_What the task asks_
Scale the lines that begin at the one containing "Task: point to every instance of the merchandise" and stop after the one containing "[[520, 262], [404, 368]]". Give only those lines, requests included and unchanged, with every coordinate in the answers multiplied by 1.35 and rounded to a whole number, halves rounded up.

_Dataset entries_

○ ○ ○

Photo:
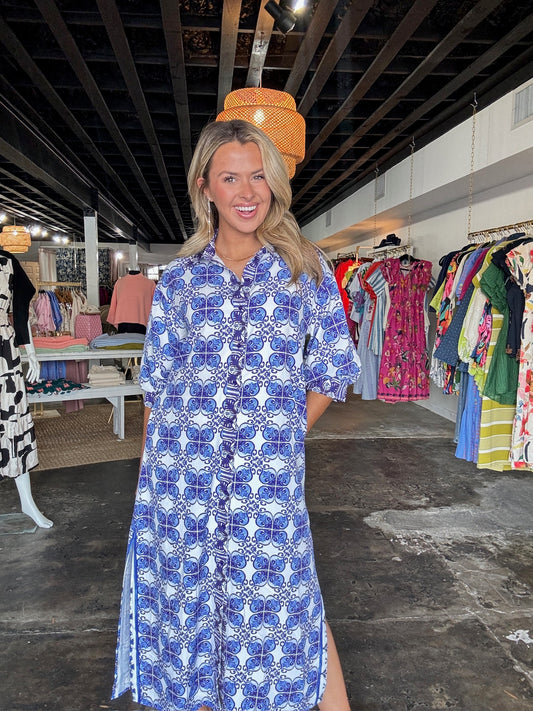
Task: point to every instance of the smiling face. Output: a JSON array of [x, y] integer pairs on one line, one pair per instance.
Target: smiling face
[[236, 184]]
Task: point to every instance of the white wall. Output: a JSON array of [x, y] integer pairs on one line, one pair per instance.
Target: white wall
[[502, 194]]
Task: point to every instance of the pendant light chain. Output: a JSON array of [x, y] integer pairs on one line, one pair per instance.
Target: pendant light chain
[[410, 215], [375, 240], [472, 157]]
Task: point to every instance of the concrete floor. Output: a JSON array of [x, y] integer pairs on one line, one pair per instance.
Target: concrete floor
[[426, 566]]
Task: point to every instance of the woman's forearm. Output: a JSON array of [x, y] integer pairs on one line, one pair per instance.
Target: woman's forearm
[[317, 404]]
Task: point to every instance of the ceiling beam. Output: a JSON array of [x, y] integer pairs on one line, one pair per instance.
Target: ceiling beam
[[26, 63], [418, 11], [170, 14], [350, 22], [467, 23], [263, 33], [64, 38], [20, 145], [117, 36], [309, 45], [228, 44], [486, 59]]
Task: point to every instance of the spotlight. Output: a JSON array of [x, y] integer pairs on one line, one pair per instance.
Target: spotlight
[[284, 17]]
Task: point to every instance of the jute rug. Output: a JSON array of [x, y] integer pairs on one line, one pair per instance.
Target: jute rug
[[86, 436]]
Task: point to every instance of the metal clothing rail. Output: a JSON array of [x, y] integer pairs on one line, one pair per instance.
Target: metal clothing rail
[[391, 251], [503, 231]]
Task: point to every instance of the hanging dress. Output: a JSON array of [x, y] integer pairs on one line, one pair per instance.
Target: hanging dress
[[18, 448], [520, 261], [221, 604], [403, 372]]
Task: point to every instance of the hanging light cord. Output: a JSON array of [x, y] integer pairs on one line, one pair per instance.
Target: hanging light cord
[[410, 215], [472, 157], [375, 241]]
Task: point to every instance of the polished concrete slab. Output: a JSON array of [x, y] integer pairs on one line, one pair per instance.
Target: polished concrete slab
[[425, 561]]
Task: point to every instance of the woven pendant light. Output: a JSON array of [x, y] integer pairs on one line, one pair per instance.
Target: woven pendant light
[[274, 112], [15, 238]]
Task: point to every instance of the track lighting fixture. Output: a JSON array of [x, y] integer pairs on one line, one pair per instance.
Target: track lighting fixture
[[284, 17]]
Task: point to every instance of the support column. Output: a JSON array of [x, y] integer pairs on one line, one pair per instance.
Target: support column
[[90, 226], [134, 256]]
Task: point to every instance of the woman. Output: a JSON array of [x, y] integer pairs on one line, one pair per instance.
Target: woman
[[247, 345]]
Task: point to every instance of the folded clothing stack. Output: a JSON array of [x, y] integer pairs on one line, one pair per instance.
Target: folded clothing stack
[[102, 375], [59, 344]]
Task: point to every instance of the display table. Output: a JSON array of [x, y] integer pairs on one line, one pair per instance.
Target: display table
[[115, 394]]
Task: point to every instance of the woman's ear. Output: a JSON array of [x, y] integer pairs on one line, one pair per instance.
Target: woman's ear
[[202, 184]]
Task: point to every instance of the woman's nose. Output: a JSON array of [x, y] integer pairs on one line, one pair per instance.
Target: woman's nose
[[247, 190]]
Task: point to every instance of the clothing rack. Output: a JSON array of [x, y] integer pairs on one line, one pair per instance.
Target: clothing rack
[[498, 232], [390, 251], [58, 283], [348, 255]]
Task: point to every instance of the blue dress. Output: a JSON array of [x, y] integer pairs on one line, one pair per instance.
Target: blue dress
[[221, 605]]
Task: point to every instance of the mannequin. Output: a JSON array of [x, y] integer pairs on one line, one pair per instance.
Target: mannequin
[[18, 450]]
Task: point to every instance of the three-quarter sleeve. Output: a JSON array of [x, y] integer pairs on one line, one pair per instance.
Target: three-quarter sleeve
[[331, 362], [164, 347]]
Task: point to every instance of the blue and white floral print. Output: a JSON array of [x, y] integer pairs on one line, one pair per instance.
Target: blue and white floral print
[[221, 605]]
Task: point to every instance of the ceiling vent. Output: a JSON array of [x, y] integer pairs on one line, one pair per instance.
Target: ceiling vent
[[523, 105]]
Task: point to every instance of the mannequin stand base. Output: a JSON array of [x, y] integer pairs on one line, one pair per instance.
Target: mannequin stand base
[[11, 524]]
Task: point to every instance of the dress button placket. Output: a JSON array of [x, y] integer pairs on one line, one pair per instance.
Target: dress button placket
[[232, 392]]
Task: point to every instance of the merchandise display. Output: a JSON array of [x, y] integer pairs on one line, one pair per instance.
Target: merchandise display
[[131, 302], [18, 447], [386, 299], [482, 349]]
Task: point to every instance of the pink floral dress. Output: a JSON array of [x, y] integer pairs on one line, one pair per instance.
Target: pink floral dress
[[520, 262], [404, 368]]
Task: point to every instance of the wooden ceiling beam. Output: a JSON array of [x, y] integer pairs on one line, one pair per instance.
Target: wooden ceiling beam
[[64, 38], [485, 60], [353, 17], [117, 36], [467, 23], [308, 47], [514, 68], [228, 44], [419, 10], [170, 13], [39, 80]]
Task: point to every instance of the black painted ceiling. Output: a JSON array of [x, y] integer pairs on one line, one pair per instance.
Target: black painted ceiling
[[102, 100]]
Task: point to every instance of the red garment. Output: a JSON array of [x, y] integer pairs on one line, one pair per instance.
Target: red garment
[[132, 300], [340, 271], [403, 372]]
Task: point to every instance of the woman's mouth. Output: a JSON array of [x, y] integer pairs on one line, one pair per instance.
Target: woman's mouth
[[246, 210]]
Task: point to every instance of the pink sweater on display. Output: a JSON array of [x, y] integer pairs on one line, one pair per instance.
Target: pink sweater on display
[[132, 300]]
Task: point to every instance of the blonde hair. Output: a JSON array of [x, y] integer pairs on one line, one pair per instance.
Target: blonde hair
[[279, 229]]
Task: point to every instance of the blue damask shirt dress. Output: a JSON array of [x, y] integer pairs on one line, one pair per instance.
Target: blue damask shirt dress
[[221, 605]]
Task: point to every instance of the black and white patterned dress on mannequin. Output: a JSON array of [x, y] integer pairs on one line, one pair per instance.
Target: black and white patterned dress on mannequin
[[18, 448]]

○ ○ ○

_Finished exercise_
Task: point to every instance of the merchandise display. Output: a JSON array of [x, y] integer pairs on one line, one pair per instance.
Target: merchandise display
[[177, 408], [24, 603], [521, 404], [651, 471]]
Task: point to every instance of the pink floral dress. Output: a JSON array of [x, y] integer pairs on one line, one pair per instance.
Target: pink floral dress
[[702, 354], [545, 497]]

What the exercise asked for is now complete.